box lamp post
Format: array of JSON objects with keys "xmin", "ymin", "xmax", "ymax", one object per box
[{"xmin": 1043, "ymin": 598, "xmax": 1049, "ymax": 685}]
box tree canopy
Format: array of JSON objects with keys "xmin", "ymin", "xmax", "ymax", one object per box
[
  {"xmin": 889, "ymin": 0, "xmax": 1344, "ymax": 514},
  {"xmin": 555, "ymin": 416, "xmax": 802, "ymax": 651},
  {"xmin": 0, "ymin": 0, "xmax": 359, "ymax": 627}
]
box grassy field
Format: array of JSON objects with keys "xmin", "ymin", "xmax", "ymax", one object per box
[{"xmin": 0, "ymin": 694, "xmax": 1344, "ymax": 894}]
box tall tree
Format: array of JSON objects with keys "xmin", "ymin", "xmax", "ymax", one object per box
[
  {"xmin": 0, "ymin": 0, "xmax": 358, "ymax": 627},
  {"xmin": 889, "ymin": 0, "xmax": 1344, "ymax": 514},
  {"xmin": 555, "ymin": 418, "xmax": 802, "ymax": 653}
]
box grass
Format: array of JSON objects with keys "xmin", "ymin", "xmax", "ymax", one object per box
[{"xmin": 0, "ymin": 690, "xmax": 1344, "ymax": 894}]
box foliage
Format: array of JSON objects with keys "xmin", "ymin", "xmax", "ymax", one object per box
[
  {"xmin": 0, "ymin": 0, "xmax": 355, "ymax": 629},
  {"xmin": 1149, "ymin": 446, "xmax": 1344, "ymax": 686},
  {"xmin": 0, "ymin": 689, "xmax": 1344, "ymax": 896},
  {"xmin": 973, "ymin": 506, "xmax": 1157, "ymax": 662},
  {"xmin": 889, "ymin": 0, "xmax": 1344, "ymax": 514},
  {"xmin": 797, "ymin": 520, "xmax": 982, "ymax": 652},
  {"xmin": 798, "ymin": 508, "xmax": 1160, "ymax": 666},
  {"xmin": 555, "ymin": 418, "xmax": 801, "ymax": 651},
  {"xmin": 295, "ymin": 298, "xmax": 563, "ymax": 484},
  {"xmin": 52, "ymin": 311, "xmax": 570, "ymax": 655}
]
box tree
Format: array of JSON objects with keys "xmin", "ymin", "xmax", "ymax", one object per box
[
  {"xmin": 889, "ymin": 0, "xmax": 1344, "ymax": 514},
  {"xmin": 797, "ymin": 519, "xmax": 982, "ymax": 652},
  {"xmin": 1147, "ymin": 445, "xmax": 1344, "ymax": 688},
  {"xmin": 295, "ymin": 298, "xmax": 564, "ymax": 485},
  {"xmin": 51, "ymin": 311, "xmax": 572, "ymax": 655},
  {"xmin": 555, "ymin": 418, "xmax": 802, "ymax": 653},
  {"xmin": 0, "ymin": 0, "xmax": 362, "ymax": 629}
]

▸ **EXERCISE BRIEF**
Rescale the lines from the one containing "box foliage" through the end of the entries, both ends included, and reproduce only those lines with the requests and format lines left unchanged. In the answers, multiply every bounding-box coordinate by 0.25 and round it to a whole number, rounding halves up.

▸ **OUTPUT FOR THIS EXERCISE**
box foliage
Format: array of JSON objects with keys "xmin", "ymin", "xmax", "ymax", one object per box
[
  {"xmin": 0, "ymin": 0, "xmax": 89, "ymax": 157},
  {"xmin": 287, "ymin": 112, "xmax": 336, "ymax": 172},
  {"xmin": 0, "ymin": 172, "xmax": 336, "ymax": 224},
  {"xmin": 243, "ymin": 127, "xmax": 289, "ymax": 166},
  {"xmin": 222, "ymin": 0, "xmax": 336, "ymax": 129},
  {"xmin": 199, "ymin": 130, "xmax": 246, "ymax": 163},
  {"xmin": 200, "ymin": 127, "xmax": 290, "ymax": 167},
  {"xmin": 139, "ymin": 105, "xmax": 200, "ymax": 163},
  {"xmin": 74, "ymin": 75, "xmax": 141, "ymax": 121},
  {"xmin": 13, "ymin": 78, "xmax": 143, "ymax": 164}
]
box tree
Format: array of JSON objects with keys "xmin", "ymin", "xmax", "ymax", one object per box
[
  {"xmin": 222, "ymin": 0, "xmax": 336, "ymax": 129},
  {"xmin": 199, "ymin": 130, "xmax": 246, "ymax": 163},
  {"xmin": 287, "ymin": 111, "xmax": 336, "ymax": 172},
  {"xmin": 74, "ymin": 75, "xmax": 141, "ymax": 121},
  {"xmin": 13, "ymin": 78, "xmax": 143, "ymax": 164},
  {"xmin": 139, "ymin": 105, "xmax": 201, "ymax": 163},
  {"xmin": 0, "ymin": 0, "xmax": 91, "ymax": 157}
]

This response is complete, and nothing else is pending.